[Stored items]
════════

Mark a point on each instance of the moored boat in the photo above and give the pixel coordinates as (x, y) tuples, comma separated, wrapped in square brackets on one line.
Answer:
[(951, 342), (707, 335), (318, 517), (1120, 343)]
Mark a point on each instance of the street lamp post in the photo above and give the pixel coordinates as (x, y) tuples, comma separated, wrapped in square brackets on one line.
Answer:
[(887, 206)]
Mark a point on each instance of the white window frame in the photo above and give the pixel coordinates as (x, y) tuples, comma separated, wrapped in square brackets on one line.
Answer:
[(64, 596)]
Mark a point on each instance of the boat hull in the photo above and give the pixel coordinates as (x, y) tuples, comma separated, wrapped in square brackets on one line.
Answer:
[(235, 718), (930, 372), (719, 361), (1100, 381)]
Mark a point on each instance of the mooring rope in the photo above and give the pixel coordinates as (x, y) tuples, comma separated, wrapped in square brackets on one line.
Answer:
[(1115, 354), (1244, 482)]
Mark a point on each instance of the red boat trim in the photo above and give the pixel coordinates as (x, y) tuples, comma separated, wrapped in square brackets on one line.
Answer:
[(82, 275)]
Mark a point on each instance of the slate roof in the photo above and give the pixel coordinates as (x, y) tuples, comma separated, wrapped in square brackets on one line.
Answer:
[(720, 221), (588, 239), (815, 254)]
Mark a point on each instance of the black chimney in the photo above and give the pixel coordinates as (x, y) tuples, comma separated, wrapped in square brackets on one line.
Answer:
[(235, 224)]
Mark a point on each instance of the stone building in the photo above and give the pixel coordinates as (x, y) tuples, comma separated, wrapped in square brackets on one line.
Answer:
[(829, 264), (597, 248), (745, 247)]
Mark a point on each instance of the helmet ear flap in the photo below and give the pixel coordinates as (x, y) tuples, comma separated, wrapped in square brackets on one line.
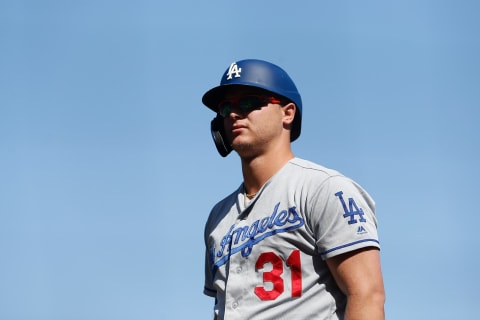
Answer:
[(218, 134)]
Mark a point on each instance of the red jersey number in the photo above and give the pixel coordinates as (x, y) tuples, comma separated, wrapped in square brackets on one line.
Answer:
[(275, 275)]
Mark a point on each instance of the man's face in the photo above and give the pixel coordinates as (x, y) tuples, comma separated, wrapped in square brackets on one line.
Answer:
[(251, 130)]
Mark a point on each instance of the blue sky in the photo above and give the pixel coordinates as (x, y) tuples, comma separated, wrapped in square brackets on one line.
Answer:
[(108, 171)]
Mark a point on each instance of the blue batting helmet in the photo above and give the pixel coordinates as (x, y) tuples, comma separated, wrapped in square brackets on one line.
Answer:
[(259, 74)]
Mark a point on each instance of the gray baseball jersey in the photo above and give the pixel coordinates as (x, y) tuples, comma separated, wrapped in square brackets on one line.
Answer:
[(265, 259)]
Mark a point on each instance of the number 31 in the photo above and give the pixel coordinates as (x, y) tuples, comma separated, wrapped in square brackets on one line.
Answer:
[(275, 275)]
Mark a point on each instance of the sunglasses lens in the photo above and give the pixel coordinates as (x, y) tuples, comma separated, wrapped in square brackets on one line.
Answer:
[(245, 105), (250, 103)]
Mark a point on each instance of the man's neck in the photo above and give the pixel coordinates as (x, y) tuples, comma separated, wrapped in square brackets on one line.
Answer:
[(258, 170)]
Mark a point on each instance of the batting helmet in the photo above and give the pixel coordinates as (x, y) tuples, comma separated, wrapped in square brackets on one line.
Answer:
[(259, 74)]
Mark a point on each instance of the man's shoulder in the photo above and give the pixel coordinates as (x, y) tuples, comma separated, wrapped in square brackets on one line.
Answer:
[(310, 167)]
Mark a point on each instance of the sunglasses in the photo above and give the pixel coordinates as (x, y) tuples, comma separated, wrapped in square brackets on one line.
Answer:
[(245, 104)]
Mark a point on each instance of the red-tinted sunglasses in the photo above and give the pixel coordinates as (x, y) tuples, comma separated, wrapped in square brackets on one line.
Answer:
[(245, 104)]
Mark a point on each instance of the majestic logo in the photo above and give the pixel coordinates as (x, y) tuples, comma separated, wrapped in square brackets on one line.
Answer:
[(242, 239), (352, 210), (234, 69)]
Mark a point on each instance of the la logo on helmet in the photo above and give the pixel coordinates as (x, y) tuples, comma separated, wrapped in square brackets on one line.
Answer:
[(234, 69)]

════════

_Task statement_: In the lines above, spot each one that contains the word "batting" and copy it.

_Expected output_:
Mark a point on each instance of the blue batting helmet in the photo above and give the pixel coordinates as (x, y) tuples, comma separated, wrapped in square brackets on one line.
Mark a point on each instance of the batting helmet in the photo above and give the pixel coordinates as (x, y) tuples, comma separated, wrapped in square brackets on one line.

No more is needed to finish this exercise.